**Exercise instructions**.
Where the line containing "the red car" appears in the entries below, begin there and output every line through the last, exactly, minus the pictures.

========

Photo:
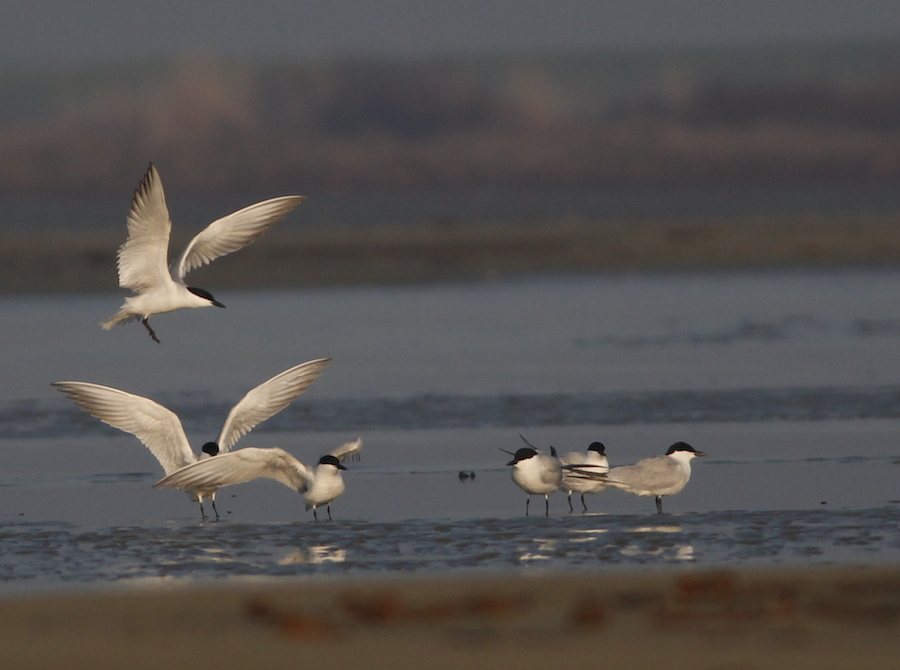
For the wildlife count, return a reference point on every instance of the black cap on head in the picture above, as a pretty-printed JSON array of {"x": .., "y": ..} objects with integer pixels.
[
  {"x": 328, "y": 459},
  {"x": 683, "y": 446},
  {"x": 522, "y": 454},
  {"x": 598, "y": 447}
]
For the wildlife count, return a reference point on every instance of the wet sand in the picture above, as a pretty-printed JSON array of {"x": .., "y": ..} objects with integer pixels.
[
  {"x": 293, "y": 256},
  {"x": 813, "y": 618},
  {"x": 821, "y": 618}
]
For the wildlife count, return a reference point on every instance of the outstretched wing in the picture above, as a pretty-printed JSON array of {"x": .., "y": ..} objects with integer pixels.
[
  {"x": 158, "y": 428},
  {"x": 142, "y": 260},
  {"x": 348, "y": 450},
  {"x": 233, "y": 232},
  {"x": 268, "y": 399},
  {"x": 240, "y": 466}
]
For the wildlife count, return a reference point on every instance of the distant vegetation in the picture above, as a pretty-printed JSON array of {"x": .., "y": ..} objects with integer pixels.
[{"x": 828, "y": 112}]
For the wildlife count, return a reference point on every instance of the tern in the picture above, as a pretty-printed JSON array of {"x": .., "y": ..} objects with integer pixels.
[
  {"x": 657, "y": 476},
  {"x": 160, "y": 430},
  {"x": 536, "y": 473},
  {"x": 143, "y": 259},
  {"x": 594, "y": 460},
  {"x": 319, "y": 485}
]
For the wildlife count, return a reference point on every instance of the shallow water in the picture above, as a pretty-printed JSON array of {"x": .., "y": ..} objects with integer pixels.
[{"x": 785, "y": 379}]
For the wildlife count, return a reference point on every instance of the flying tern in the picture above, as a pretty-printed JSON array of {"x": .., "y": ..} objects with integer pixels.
[
  {"x": 160, "y": 430},
  {"x": 593, "y": 460},
  {"x": 657, "y": 476},
  {"x": 142, "y": 260},
  {"x": 319, "y": 485}
]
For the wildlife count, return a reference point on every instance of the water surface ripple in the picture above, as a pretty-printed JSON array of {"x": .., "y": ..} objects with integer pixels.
[
  {"x": 42, "y": 419},
  {"x": 48, "y": 553}
]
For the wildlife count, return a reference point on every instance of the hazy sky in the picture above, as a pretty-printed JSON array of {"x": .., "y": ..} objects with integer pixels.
[{"x": 75, "y": 31}]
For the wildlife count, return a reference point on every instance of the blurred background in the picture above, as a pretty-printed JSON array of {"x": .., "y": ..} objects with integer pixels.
[{"x": 453, "y": 119}]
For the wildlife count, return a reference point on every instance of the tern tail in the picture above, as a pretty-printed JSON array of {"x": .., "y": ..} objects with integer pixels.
[{"x": 118, "y": 319}]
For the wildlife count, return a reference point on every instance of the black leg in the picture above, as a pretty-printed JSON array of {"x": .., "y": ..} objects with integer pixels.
[{"x": 149, "y": 329}]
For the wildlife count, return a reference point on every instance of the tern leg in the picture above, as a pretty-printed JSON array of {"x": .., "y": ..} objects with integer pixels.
[{"x": 149, "y": 329}]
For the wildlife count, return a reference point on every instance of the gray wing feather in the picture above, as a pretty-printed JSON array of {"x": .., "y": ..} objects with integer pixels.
[
  {"x": 650, "y": 474},
  {"x": 241, "y": 466},
  {"x": 347, "y": 450},
  {"x": 268, "y": 399},
  {"x": 233, "y": 232},
  {"x": 158, "y": 428},
  {"x": 142, "y": 260}
]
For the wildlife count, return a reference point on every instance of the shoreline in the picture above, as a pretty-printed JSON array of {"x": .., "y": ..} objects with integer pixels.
[
  {"x": 54, "y": 261},
  {"x": 775, "y": 618}
]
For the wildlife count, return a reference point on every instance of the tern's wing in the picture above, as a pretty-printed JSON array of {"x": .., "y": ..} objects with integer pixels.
[
  {"x": 268, "y": 399},
  {"x": 233, "y": 232},
  {"x": 142, "y": 259},
  {"x": 155, "y": 426},
  {"x": 240, "y": 466},
  {"x": 650, "y": 474},
  {"x": 348, "y": 450}
]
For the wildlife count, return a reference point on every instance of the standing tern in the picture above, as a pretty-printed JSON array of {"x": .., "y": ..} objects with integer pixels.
[
  {"x": 160, "y": 430},
  {"x": 657, "y": 476},
  {"x": 319, "y": 485},
  {"x": 536, "y": 473},
  {"x": 143, "y": 259},
  {"x": 594, "y": 460}
]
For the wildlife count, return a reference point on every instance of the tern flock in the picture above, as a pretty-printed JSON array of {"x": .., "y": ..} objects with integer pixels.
[{"x": 159, "y": 287}]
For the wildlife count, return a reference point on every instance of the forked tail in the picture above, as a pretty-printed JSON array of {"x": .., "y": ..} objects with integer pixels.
[{"x": 119, "y": 318}]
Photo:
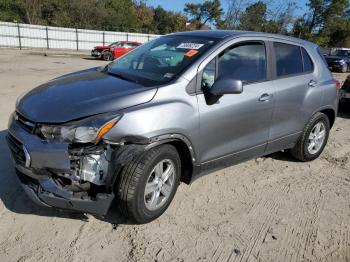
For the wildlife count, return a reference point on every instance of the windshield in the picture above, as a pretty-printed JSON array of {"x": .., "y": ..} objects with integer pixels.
[
  {"x": 345, "y": 53},
  {"x": 161, "y": 60}
]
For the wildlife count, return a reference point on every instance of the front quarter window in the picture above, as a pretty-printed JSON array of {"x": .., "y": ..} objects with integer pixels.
[{"x": 209, "y": 75}]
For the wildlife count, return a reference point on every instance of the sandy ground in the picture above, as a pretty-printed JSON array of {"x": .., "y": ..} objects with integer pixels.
[{"x": 268, "y": 209}]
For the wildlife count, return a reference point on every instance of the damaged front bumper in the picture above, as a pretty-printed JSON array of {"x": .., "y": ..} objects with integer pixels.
[{"x": 56, "y": 175}]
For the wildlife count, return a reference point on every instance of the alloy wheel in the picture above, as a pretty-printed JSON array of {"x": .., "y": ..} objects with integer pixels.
[
  {"x": 160, "y": 184},
  {"x": 316, "y": 138}
]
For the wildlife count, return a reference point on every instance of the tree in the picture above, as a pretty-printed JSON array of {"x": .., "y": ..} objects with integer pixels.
[
  {"x": 166, "y": 22},
  {"x": 201, "y": 14},
  {"x": 144, "y": 16},
  {"x": 254, "y": 17},
  {"x": 12, "y": 11},
  {"x": 234, "y": 11}
]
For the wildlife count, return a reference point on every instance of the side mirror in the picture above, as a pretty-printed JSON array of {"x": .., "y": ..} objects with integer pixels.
[{"x": 225, "y": 86}]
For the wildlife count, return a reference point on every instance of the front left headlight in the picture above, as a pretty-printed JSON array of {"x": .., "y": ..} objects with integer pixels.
[{"x": 87, "y": 130}]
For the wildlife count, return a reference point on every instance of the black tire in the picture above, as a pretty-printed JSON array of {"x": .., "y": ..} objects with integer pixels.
[
  {"x": 344, "y": 68},
  {"x": 132, "y": 181},
  {"x": 300, "y": 150},
  {"x": 107, "y": 56}
]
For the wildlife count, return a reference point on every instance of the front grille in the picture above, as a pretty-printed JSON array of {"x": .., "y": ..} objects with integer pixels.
[
  {"x": 25, "y": 123},
  {"x": 16, "y": 148}
]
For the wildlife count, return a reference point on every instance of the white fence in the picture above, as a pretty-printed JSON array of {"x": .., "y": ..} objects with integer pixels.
[{"x": 38, "y": 36}]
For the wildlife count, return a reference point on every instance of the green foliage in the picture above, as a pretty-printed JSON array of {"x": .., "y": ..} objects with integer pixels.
[
  {"x": 326, "y": 22},
  {"x": 113, "y": 15},
  {"x": 166, "y": 22},
  {"x": 254, "y": 17},
  {"x": 207, "y": 12}
]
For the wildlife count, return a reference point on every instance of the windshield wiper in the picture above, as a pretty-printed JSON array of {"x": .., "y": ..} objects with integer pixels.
[{"x": 122, "y": 76}]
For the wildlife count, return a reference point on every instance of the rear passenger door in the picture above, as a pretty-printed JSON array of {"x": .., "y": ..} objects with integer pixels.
[
  {"x": 294, "y": 81},
  {"x": 235, "y": 127}
]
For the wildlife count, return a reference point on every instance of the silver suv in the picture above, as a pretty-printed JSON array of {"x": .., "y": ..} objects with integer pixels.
[{"x": 172, "y": 110}]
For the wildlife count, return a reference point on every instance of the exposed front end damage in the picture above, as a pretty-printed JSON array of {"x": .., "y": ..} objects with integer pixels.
[{"x": 69, "y": 176}]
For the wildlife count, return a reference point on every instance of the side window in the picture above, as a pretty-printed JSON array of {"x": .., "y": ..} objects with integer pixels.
[
  {"x": 246, "y": 62},
  {"x": 308, "y": 65},
  {"x": 288, "y": 59}
]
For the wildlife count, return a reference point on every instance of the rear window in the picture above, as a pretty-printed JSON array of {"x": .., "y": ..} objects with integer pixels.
[
  {"x": 288, "y": 59},
  {"x": 308, "y": 64},
  {"x": 322, "y": 56}
]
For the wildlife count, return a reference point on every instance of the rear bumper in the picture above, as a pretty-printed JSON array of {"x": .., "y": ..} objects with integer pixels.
[{"x": 45, "y": 192}]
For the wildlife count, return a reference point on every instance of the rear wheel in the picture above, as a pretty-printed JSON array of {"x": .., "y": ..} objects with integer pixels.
[
  {"x": 148, "y": 184},
  {"x": 313, "y": 139},
  {"x": 107, "y": 56}
]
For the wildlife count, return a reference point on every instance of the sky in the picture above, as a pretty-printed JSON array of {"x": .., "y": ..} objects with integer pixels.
[{"x": 178, "y": 5}]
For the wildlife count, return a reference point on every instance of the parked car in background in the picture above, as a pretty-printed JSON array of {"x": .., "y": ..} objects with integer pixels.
[
  {"x": 176, "y": 108},
  {"x": 339, "y": 60},
  {"x": 114, "y": 50},
  {"x": 344, "y": 93}
]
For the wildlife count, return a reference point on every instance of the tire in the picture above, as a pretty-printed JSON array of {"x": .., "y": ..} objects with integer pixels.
[
  {"x": 344, "y": 68},
  {"x": 107, "y": 56},
  {"x": 303, "y": 150},
  {"x": 132, "y": 199}
]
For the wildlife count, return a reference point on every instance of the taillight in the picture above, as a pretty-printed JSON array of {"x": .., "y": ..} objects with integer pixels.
[{"x": 337, "y": 84}]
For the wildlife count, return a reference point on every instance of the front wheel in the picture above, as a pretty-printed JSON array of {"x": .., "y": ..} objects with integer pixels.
[
  {"x": 313, "y": 139},
  {"x": 344, "y": 68},
  {"x": 148, "y": 184}
]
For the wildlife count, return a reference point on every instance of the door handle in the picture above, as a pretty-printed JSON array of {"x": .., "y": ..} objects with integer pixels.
[
  {"x": 312, "y": 83},
  {"x": 265, "y": 97}
]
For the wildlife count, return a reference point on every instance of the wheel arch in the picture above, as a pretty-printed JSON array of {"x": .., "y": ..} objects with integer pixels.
[
  {"x": 330, "y": 113},
  {"x": 184, "y": 149}
]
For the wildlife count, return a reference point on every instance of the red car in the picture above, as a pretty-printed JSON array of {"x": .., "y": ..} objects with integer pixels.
[{"x": 114, "y": 50}]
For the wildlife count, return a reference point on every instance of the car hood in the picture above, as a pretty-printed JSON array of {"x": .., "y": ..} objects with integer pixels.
[{"x": 81, "y": 94}]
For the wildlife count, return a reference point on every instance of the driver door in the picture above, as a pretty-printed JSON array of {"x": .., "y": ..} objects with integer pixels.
[{"x": 235, "y": 127}]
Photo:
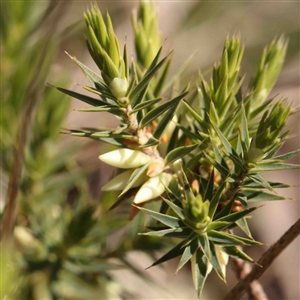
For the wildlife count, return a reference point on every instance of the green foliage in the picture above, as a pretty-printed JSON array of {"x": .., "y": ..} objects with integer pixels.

========

**Task result**.
For the wildlife count, return a reference point on every instance of the red car in the picture above, as a pretty-printed JSON array of {"x": .., "y": ..} objects with integer pixels.
[{"x": 114, "y": 50}]
For the wildlife count, return a reference point on every instance of the car hood in the picture above, as a pretty-printed JSON array of {"x": .., "y": ..} objects with integer pixels.
[{"x": 81, "y": 94}]
For the wildlife count, return a reference point on every instance of the driver door in the picture above, as a pretty-printed JSON array of {"x": .., "y": ..} objects with integer pixels.
[{"x": 235, "y": 127}]
Photo:
For the wildlife count, return a reference point on every instance of the green foliage in the picture above, as a pretty-printed JSON array of {"x": .., "y": ..} objects with integer pixels.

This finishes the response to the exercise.